===== BACAAN YANG DIBERIKAN =====

PALANGKA RAYA- Seiring datangnya musim panen buah lokal khas Kalimantan, penjual buah pun membeludak. Saking banyaknya, area bawah Jembatan Kahayan pun dipadati oleh lapak para penjual buah lokal ini.
Bermodal lapak yang dibuka di atas trotoar Jalan Ahmad Yani, sudah dua tahun belakangan ini Yusnani berjualan buah-buah tropis lokal di lokasi itu. Sayangnya, animo masyarakat kian tergerus dengan membanjirnya buah-buah impor di pasaran.
Berbagai buah lokal dijualnya, seperti katiau manalagi, katiau merah, manamun, mata kucing, kariwon, kapul kuning, kapul putih, tongkoi atau durian hutan, mantawa, dan paken. Menurutnya, sudah menjadi kebiasaan bahwa saban tahun jelang musim panen buah lokal, banyak pembeli yang memburu buah-buahan khas Kalimantan ini.
“Untuk tahun ini, yang paling banyak diminati para pembeli adalah tongkoi (durian hutan, red). Sedangkan tahun lalu, yang paling laris yakni buah katiau dan kapul,” ungkap wanita berusia 40 tahun ini ketika dibincangi Kalteng Pos di tempatnya berjualan, Sabtu (1/2) sekitar pukul 15.00 WIB.
Buah-buah tersebut dipasoknya dari pengepul yang berada dari desa-desa pedalamana di seputaran Kalimantan Tengah. “Buah ini dibawa dari daerah hutan Buntok. Karena untuk tahun ini, banyak yang panen dari sana. Lokasi pastinya di mana, saya juga tidak tahu,” katanya.
Tahun ini Yusnani berjualan bersama keluarga. Mulai dari orang tua, suami, anak, adik sepupu, serta keluarga lainnya. “Dari Tangkiling sekitar 10 anggota keluarga berjualan di sini untuk sama-sama mencari rezeki,” bebernya yang saat itu didampingi anaknya.
Lapak dibuka sekitar pukul 09.00 WIB. Diakuinya bahwa terkadang lapak dibuka hingga menjelang malam. Harga jualan pun bervariasi. Mulai dari 20 ribu hingga 25 ribu per kilogram.
“Terkadang harga segitu saja banyak yang mengeluh kemahalan. Tapi mau bagaimana lagi. Dari petani yang memanen dari hutan biasanya dijual dahulu ke pengepul. Nah kami membeli lagi dari pengepul. Sebenarnya ini harga standar saja,” tutur wanita kelahiran 1980.
Menurutnya, pendapatan dari hasil berjualan buah lokal ini dalam sehari sangat tergantung dari banyak tidaknya buah yang dijual. Apabila buah yang dibeli dari pengepul dalam jumlah banyak, maka hasil yang didapatkan pun terbilang lumayan. “Ya, kira-kira kalau dalam sehari kami bisa dapat sekitar 500 ribu,” tukas wanita kelahiran Tumbang Miri itu.

=====

**KETENTUAN TUGAS:**
Jawablah tiga pertanyaan ini berdasarkan berita tentang penjual buah lokal.
1. Buah apa yang paling banyak diminati pembeli tahun ini?
2. Sekitar pukul berapa lapak dibuka?
3. Berapa kira-kira pendapatan yang bisa didapat dalam sehari?
Catatan ini tidak berhubungan dengan berita tentang penjual buah lokal.

===== CATATAN HASIL EKSTRAKSI =====

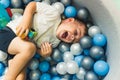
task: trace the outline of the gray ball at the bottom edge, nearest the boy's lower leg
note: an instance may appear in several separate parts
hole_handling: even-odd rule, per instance
[[[30,80],[38,80],[41,76],[41,73],[39,70],[32,70],[29,73]]]

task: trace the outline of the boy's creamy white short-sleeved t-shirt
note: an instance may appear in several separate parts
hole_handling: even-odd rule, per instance
[[[44,2],[36,3],[36,13],[33,17],[32,28],[38,33],[33,41],[40,47],[42,42],[50,42],[52,47],[57,47],[60,40],[56,37],[56,29],[61,22],[61,14],[58,10]],[[22,16],[19,19],[10,21],[9,26],[15,33],[16,27],[22,20]]]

=====

**JAWABAN LATIHAN:**
1. Tongkoi atau durian hutan.
2. Sekitar pukul 09.00 WIB.
3. Sekitar 500 ribu.